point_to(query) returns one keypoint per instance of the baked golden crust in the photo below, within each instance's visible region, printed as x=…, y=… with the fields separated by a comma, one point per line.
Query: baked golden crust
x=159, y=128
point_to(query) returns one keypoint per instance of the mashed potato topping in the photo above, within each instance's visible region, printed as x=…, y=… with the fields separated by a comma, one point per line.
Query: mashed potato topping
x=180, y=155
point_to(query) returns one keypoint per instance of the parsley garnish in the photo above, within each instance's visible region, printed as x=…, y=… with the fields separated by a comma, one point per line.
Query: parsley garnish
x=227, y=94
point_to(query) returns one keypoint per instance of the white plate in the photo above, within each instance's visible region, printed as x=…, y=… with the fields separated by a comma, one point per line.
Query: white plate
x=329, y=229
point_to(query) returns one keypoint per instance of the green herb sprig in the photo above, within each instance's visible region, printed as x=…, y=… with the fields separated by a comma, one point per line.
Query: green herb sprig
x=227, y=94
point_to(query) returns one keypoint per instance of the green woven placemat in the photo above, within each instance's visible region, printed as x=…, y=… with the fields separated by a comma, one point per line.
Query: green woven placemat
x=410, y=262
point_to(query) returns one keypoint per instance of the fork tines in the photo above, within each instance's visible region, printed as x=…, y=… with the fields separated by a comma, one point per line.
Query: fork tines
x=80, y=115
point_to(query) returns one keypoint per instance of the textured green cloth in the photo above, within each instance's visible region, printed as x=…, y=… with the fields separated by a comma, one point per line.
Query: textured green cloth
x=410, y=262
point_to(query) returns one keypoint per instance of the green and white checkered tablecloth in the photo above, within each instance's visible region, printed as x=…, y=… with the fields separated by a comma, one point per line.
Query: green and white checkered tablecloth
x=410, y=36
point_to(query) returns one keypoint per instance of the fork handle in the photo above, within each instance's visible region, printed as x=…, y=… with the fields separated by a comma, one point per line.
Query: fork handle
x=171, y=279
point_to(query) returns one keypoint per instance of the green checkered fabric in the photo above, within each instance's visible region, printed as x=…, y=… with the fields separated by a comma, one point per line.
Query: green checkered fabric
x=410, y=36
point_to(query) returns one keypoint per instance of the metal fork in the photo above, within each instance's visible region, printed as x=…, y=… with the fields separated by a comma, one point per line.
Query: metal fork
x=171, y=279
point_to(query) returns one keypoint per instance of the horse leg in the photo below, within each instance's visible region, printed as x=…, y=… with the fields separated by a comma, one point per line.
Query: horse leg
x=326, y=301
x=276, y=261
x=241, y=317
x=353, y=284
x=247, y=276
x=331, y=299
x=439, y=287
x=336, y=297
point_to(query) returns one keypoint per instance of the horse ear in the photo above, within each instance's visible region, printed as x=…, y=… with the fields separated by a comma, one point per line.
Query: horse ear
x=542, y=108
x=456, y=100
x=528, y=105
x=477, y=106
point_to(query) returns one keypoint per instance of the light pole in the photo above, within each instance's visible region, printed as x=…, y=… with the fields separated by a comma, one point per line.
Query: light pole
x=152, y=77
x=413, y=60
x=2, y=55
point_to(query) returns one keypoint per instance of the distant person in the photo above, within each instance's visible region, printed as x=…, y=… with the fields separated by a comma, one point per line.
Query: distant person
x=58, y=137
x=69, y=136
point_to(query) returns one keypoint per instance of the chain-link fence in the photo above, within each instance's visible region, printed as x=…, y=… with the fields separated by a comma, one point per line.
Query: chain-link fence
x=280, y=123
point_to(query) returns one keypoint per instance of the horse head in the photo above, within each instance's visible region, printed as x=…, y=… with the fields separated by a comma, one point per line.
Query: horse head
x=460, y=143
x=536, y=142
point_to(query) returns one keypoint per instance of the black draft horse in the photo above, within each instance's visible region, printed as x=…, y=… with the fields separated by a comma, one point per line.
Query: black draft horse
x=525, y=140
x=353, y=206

::::

Given exercise »
Rewrite the part of the records that opens with the line containing "point_to(query) returns one keypoint per instance of the distant" and closes with the line containing "x=280, y=123", substituting "wire fence" for "chain-link fence" and leaving everything else unchanged. Give those lines alone.

Task solution »
point_to(query) returns one keypoint per instance of the distant person in the photo above, within each instance's visible region, printed as x=…, y=… with the fields separated by a comma, one point per line.
Query: distant person
x=58, y=137
x=69, y=136
point_to(query) returns one keypoint per instance of the wire fence in the photo above, within each instance's visible region, printed as x=…, y=… with the fields separated by a comma, one point per line.
Query: wire fence
x=280, y=123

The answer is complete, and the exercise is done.